(Beginning of PROVIDED RECORDS)

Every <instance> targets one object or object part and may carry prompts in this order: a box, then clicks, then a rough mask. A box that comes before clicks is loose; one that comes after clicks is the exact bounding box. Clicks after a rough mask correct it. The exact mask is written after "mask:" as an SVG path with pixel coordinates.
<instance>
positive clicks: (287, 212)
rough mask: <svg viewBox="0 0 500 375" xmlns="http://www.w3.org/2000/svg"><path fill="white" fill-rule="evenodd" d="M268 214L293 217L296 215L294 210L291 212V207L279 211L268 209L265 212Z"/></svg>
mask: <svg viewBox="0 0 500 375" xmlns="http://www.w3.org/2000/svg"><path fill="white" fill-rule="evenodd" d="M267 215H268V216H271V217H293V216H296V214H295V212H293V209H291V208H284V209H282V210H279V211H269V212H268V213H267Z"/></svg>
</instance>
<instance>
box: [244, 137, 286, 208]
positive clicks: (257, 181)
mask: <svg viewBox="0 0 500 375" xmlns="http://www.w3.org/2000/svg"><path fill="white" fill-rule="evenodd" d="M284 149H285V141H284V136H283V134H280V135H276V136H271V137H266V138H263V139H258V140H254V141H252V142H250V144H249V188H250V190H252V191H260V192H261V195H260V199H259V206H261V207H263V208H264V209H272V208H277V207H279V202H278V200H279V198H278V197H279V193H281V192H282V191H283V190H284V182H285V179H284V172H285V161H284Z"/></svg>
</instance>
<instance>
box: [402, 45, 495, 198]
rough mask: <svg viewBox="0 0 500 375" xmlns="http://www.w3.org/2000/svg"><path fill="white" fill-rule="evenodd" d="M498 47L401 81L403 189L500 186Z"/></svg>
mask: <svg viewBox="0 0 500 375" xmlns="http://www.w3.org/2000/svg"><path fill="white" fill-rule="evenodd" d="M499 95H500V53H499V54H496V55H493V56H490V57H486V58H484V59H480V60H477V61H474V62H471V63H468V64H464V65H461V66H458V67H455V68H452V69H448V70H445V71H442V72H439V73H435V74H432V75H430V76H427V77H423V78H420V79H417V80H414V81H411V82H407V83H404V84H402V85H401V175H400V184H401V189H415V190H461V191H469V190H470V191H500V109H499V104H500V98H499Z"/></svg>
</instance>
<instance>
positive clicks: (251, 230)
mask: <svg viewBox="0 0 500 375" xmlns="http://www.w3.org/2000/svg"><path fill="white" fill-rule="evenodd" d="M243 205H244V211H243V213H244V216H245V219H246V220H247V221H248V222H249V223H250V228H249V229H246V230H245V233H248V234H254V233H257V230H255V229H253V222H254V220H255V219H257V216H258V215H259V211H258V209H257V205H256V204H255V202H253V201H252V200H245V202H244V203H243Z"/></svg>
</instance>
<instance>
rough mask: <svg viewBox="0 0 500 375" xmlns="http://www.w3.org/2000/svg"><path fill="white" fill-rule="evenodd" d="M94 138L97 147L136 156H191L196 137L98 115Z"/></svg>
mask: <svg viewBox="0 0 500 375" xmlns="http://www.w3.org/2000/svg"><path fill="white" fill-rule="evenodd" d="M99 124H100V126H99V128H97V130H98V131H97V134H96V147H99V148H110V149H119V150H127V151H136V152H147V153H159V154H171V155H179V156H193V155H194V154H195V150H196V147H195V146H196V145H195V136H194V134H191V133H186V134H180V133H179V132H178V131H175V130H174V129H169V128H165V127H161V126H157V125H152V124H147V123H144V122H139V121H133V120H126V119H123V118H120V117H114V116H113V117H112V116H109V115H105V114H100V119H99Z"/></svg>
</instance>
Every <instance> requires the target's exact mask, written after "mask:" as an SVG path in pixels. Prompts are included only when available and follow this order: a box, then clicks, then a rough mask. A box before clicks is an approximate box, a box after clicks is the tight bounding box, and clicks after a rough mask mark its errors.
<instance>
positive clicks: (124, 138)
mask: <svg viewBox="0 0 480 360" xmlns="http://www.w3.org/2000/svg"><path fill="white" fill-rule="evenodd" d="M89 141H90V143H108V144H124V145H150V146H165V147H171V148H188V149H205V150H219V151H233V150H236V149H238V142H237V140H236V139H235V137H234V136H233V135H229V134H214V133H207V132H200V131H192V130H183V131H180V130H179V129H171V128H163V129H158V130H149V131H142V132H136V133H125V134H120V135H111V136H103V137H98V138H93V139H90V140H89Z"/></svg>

(End of PROVIDED RECORDS)

Rewrite the material with "positive clicks" changed to "foreground clicks" everywhere it appears, keeping everything else the same.

Every <instance> targets one object or object part and may carry prompts in this order: a box, then clicks, then a rough mask. A box that comes before clicks is loose; one that comes after clicks is the exact bounding box. Clicks after a rough mask correct it. The exact mask is written after "mask:" as an SVG path with pixel coordinates.
<instance>
foreground clicks: (287, 212)
rough mask: <svg viewBox="0 0 500 375" xmlns="http://www.w3.org/2000/svg"><path fill="white" fill-rule="evenodd" d="M268 214L293 217L296 215L294 210L291 212V207L279 211L268 209L265 212Z"/></svg>
mask: <svg viewBox="0 0 500 375" xmlns="http://www.w3.org/2000/svg"><path fill="white" fill-rule="evenodd" d="M267 215H268V216H271V217H293V216H296V214H295V212H293V209H291V208H284V209H282V210H279V211H269V212H268V213H267Z"/></svg>
</instance>
<instance>
box: [244, 137, 286, 208]
foreground clicks: (257, 181)
mask: <svg viewBox="0 0 500 375" xmlns="http://www.w3.org/2000/svg"><path fill="white" fill-rule="evenodd" d="M284 149H285V141H284V136H283V134H280V135H276V136H271V137H266V138H263V139H258V140H254V141H252V142H250V144H249V188H250V190H252V191H260V192H261V195H260V199H259V206H261V207H263V208H264V209H272V208H277V207H279V202H278V200H279V198H278V197H279V193H281V192H282V191H283V190H284V182H285V179H284V172H285V161H284Z"/></svg>
</instance>
<instance>
box: [402, 45, 495, 198]
rough mask: <svg viewBox="0 0 500 375" xmlns="http://www.w3.org/2000/svg"><path fill="white" fill-rule="evenodd" d="M498 47L401 81L403 189L500 186Z"/></svg>
mask: <svg viewBox="0 0 500 375" xmlns="http://www.w3.org/2000/svg"><path fill="white" fill-rule="evenodd" d="M499 95H500V53H499V54H496V55H493V56H490V57H486V58H484V59H480V60H477V61H474V62H471V63H468V64H464V65H461V66H458V67H455V68H452V69H448V70H445V71H442V72H439V73H435V74H432V75H430V76H427V77H423V78H420V79H417V80H414V81H411V82H407V83H404V84H402V85H401V175H400V184H401V189H415V190H461V191H469V190H470V191H500V109H499V104H500V98H499Z"/></svg>
</instance>
<instance>
foreground clicks: (251, 230)
mask: <svg viewBox="0 0 500 375" xmlns="http://www.w3.org/2000/svg"><path fill="white" fill-rule="evenodd" d="M243 205H244V211H243V213H244V216H245V219H246V220H247V221H248V222H249V223H250V228H249V229H246V230H245V233H248V234H254V233H257V230H255V229H253V222H254V220H255V219H257V216H258V215H259V211H258V209H257V205H256V204H255V202H253V201H252V200H245V202H244V203H243Z"/></svg>
</instance>
<instance>
rough mask: <svg viewBox="0 0 500 375" xmlns="http://www.w3.org/2000/svg"><path fill="white" fill-rule="evenodd" d="M94 138L97 147L136 156H191L196 137L98 115Z"/></svg>
mask: <svg viewBox="0 0 500 375" xmlns="http://www.w3.org/2000/svg"><path fill="white" fill-rule="evenodd" d="M99 124H100V126H99V128H97V130H98V131H97V134H96V147H99V148H110V149H119V150H127V151H136V152H147V153H159V154H171V155H179V156H193V155H194V154H195V150H196V147H195V146H196V145H195V136H194V134H191V133H186V134H180V133H179V132H178V131H175V130H174V129H169V128H165V127H161V126H157V125H152V124H147V123H144V122H139V121H133V120H126V119H123V118H120V117H114V116H113V117H112V116H109V115H105V114H100V119H99Z"/></svg>
</instance>
Every <instance> requires the target's exact mask, written after "mask:" as an SVG path in pixels. Prompts are included only when available and follow this order: a box, then clicks, then a rough mask. A box before clicks is an approximate box, a box after clicks is the tight bounding box, and clicks after a rough mask mark its errors.
<instance>
foreground clicks: (124, 138)
mask: <svg viewBox="0 0 480 360" xmlns="http://www.w3.org/2000/svg"><path fill="white" fill-rule="evenodd" d="M89 141H90V143H108V144H124V145H150V146H165V147H171V148H188V149H205V150H219V151H233V150H236V149H238V142H237V140H236V139H235V137H234V136H233V135H229V134H214V133H207V132H200V131H192V130H183V131H180V130H179V129H171V128H163V129H158V130H149V131H142V132H136V133H125V134H120V135H111V136H103V137H98V138H93V139H90V140H89Z"/></svg>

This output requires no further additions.